--- Extract to read Enclosed Below ---

Several times over the last couple of years I've sent people a copy of an account of the Aragon, both before and at the time of her sinking. As it seems popular, I thought I'd add it here, which will make it easy for a web search to pick up. The first account is of the Aragon during the days following the Gallipoli landings.
Some Memories of the Good Ship
A. M. Cameron
The Gallipoli campaign must always be a poignant memory for the Army sisters who tended the wounded and sick brought to the hospital ships in such overwhelming numbers. The sinking of the good ship Aragon will bring it to the remembrance of hundreds of sisters who have so often seen it in their journeyings to the Dardanelles in the days when it was a stationary staff ship in Mudros Harbour in the Island of Lemnos. My special memory of the Aragon is a sad one.
It was in April 1915. The landing of our heroic troops at Cape Helles had been satisfactorily accomplished, though at a woeful cost. We gathered in a shipload of wounded and carried them to Alexandria. Just before the harbour was reached we had got all our patients ready for disembarkation, but when we reached the quay the news was brought to us that they must remain where they were. There was no room for them. The hospitals were flooded with wounded, and still the wounded came. The hospitals ships were insufficient to meet the rush. Temporary hospitals were being hastily improvised, and medical and nursing help and hospital ships were being hurried to the East with all possible speed. There was no dearth of willing volunteers, but they were untrained, and the number of trained nurses to meet the overwhelming need was pitifully small. Our orders were to carry our wounded to England. As we had over a hundred men who could not possibly live through a rough sea passage they were taken off and room was found for them somewhere. Our French troops were also removed. This resulted in over 200 empty cots, and these, we learned, were to be filled with wounded from the Aragon.

--- End of Enclosed Extract to read ---
--- Data extract Enclosed Below ---

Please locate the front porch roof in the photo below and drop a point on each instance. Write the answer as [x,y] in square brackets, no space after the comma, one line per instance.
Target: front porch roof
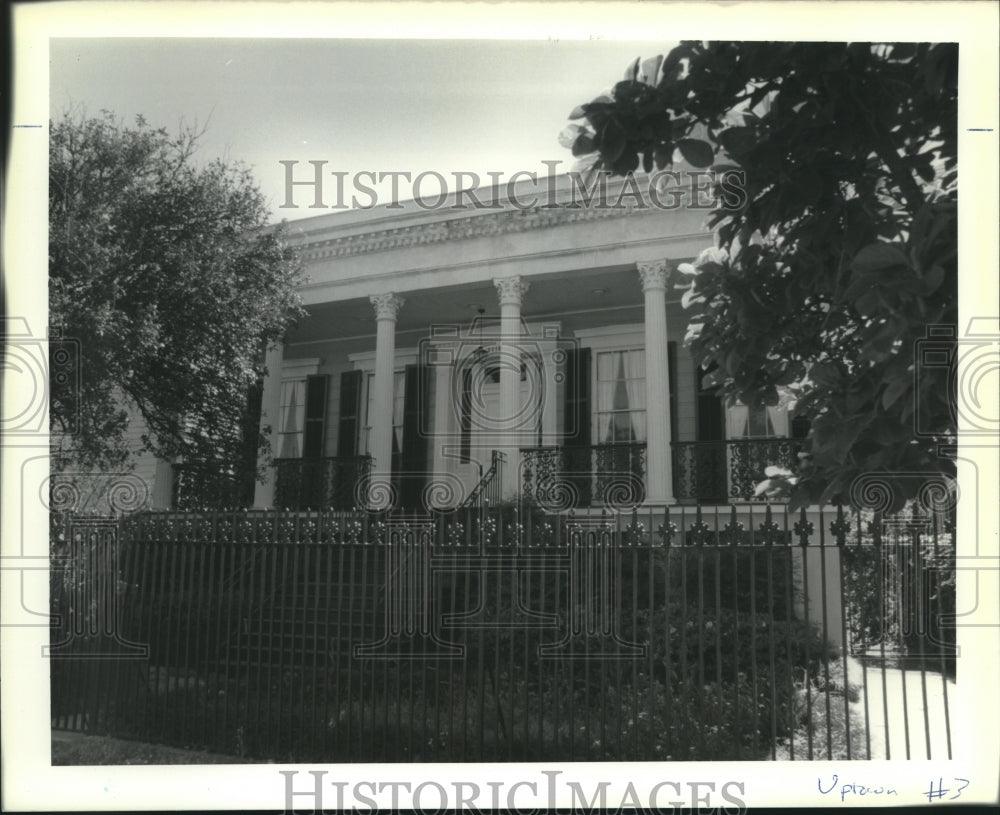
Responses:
[573,298]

--- End of Enclosed Data extract ---

▸ Questions on the material
a: According to the Aragon account, what was the Aragon doing in the days when sisters often saw it on their way to the Dardanelles?
b: Pick up the Aragon account from its last sentence and carry the narrative forward.
The material above comes from a separate source, not from the Aragon account.

▸ Responses
a: It was a stationary staff ship in Mudros Harbour in the Island of Lemnos.

b:
The Commanding Officer and the ship's captain went over to the vessel to arrange about the transference of some of these poor soldiers, and when they returned they told us a pitiful tale. Hundreds of wounded were lying all over the ship. A few medical men and a handful of orderlies had worked night and day for the relief of the sufferers, but what could they do among so many with no medical comforts and no nursing requisites? We were prepared for much, but it seemed almost more than we could bear, the passion of pity which surged up in our hearts when the men from the Aragon were brought to us. Undressed wounds absolutely polluted the atmosphere, and the poor souls, in their muddy, bloodstained clothes, their eyes bright with fever, their bodies weak through loss of blood and lack of food, made an unforgettable appeal not only to our humanity, but to our nursing instinct. They had lain in untold agony for days and nights, undressed, untended and unfed - and it had been no one's fault, merely the hard and cruel luck of war!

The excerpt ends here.